Collected data

* * * *

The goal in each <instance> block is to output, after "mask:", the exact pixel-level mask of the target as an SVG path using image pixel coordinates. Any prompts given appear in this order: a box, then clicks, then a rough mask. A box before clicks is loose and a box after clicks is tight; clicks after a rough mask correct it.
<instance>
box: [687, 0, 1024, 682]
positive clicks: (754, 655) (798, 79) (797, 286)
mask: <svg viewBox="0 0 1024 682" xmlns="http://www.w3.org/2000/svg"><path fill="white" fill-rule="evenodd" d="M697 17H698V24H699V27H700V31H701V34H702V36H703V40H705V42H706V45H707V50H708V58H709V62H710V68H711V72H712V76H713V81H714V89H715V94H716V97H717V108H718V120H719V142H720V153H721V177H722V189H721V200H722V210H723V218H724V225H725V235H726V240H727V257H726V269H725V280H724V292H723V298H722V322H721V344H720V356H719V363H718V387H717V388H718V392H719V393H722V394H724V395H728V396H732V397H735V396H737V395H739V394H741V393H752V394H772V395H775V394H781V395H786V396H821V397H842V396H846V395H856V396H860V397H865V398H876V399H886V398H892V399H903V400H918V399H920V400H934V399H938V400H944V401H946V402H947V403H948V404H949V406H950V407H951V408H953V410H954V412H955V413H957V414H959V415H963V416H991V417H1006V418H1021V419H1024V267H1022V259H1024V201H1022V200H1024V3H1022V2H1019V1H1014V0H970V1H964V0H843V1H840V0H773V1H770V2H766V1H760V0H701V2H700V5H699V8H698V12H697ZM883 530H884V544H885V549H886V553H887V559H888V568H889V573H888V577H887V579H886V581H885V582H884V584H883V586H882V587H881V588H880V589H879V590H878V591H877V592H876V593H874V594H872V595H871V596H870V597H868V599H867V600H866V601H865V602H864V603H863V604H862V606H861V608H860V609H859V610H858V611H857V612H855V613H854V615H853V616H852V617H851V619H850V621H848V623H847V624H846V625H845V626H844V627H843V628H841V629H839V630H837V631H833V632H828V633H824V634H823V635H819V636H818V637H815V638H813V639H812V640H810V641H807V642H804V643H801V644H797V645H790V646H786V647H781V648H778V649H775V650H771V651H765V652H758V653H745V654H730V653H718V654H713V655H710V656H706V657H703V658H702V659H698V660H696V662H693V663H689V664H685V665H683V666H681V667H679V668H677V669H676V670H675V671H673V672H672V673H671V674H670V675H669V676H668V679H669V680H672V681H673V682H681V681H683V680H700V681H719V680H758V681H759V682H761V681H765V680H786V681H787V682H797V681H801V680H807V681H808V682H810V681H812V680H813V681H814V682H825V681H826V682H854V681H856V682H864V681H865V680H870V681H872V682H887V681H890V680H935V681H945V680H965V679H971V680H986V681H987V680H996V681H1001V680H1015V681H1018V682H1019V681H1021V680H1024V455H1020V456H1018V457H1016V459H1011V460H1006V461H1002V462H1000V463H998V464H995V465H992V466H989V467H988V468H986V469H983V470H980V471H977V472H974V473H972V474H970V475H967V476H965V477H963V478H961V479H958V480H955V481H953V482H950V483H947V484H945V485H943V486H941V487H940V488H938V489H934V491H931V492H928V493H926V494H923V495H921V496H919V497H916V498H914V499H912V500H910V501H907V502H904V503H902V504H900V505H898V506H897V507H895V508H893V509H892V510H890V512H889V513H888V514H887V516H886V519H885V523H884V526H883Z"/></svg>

* * * *

*WHAT THE EXERCISE ASKS*. Write each line of the data above out again without altering a word.

*SOLVED EXERCISE*.
The goal in each <instance> block is to output, after "mask:", the exact pixel-level mask of the target as an SVG path using image pixel coordinates. Any prompts given appear in this order: a box, then clicks, then a rough mask. A box before clicks is loose and a box after clicks is tight; clicks after a rough mask correct it.
<instance>
box: [687, 0, 1024, 682]
positive clicks: (754, 655) (798, 79) (797, 286)
mask: <svg viewBox="0 0 1024 682" xmlns="http://www.w3.org/2000/svg"><path fill="white" fill-rule="evenodd" d="M697 17H698V24H699V27H700V31H701V34H702V36H703V40H705V42H706V45H707V50H708V58H709V62H710V68H711V72H712V76H713V81H714V89H715V94H716V97H717V108H718V120H719V142H720V153H721V177H722V189H721V200H722V210H723V218H724V225H725V235H726V240H727V257H726V269H725V280H724V292H723V298H722V322H721V344H720V356H719V363H718V387H717V388H718V392H719V393H722V394H724V395H728V396H732V397H735V396H737V395H739V394H741V393H752V394H772V395H775V394H781V395H786V396H821V397H842V396H846V395H856V396H860V397H865V398H876V399H886V398H892V399H903V400H918V399H920V400H934V399H938V400H944V401H946V402H947V403H948V404H949V406H950V407H951V408H953V410H954V412H955V413H957V414H959V415H963V416H991V417H1006V418H1021V419H1024V267H1022V259H1024V201H1022V200H1024V3H1022V2H1019V1H1014V0H970V1H964V0H843V1H840V0H773V1H770V2H766V1H760V0H701V2H700V5H699V8H698V12H697ZM883 530H884V544H885V549H886V553H887V559H888V568H889V573H888V577H887V579H886V581H885V582H884V584H883V586H882V587H881V588H880V589H879V590H878V591H877V592H876V593H874V594H872V595H871V596H870V597H868V599H867V600H866V601H865V602H864V603H863V604H862V606H861V608H860V609H859V610H858V611H857V612H855V613H854V615H853V616H852V617H851V619H850V621H848V623H847V624H846V625H845V626H844V627H843V628H841V629H839V630H837V631H833V632H828V633H824V634H823V635H819V636H818V637H815V638H813V639H812V640H810V641H807V642H804V643H801V644H797V645H790V646H786V647H781V648H778V649H775V650H771V651H765V652H758V653H745V654H730V653H718V654H713V655H710V656H706V657H703V658H702V659H698V660H696V662H693V663H689V664H685V665H683V666H681V667H679V668H677V669H676V670H675V671H673V672H672V673H671V674H670V675H669V676H668V679H669V680H672V681H673V682H681V681H683V680H700V681H719V680H758V681H759V682H761V681H765V680H786V681H787V682H797V681H801V680H807V681H808V682H810V681H812V680H813V681H814V682H825V681H826V682H854V681H856V682H864V681H865V680H870V681H872V682H887V681H890V680H935V681H945V680H965V679H971V680H986V681H987V680H996V681H1001V680H1015V681H1018V682H1019V681H1021V680H1024V455H1020V456H1018V457H1016V459H1011V460H1006V461H1002V462H1000V463H998V464H995V465H992V466H989V467H988V468H986V469H983V470H980V471H977V472H974V473H972V474H970V475H967V476H965V477H963V478H961V479H958V480H955V481H953V482H950V483H947V484H945V485H943V486H941V487H940V488H938V489H934V491H931V492H928V493H926V494H923V495H921V496H919V497H916V498H914V499H912V500H910V501H907V502H904V503H902V504H900V505H898V506H897V507H895V508H893V509H892V510H890V512H889V513H888V514H887V516H886V519H885V523H884V526H883Z"/></svg>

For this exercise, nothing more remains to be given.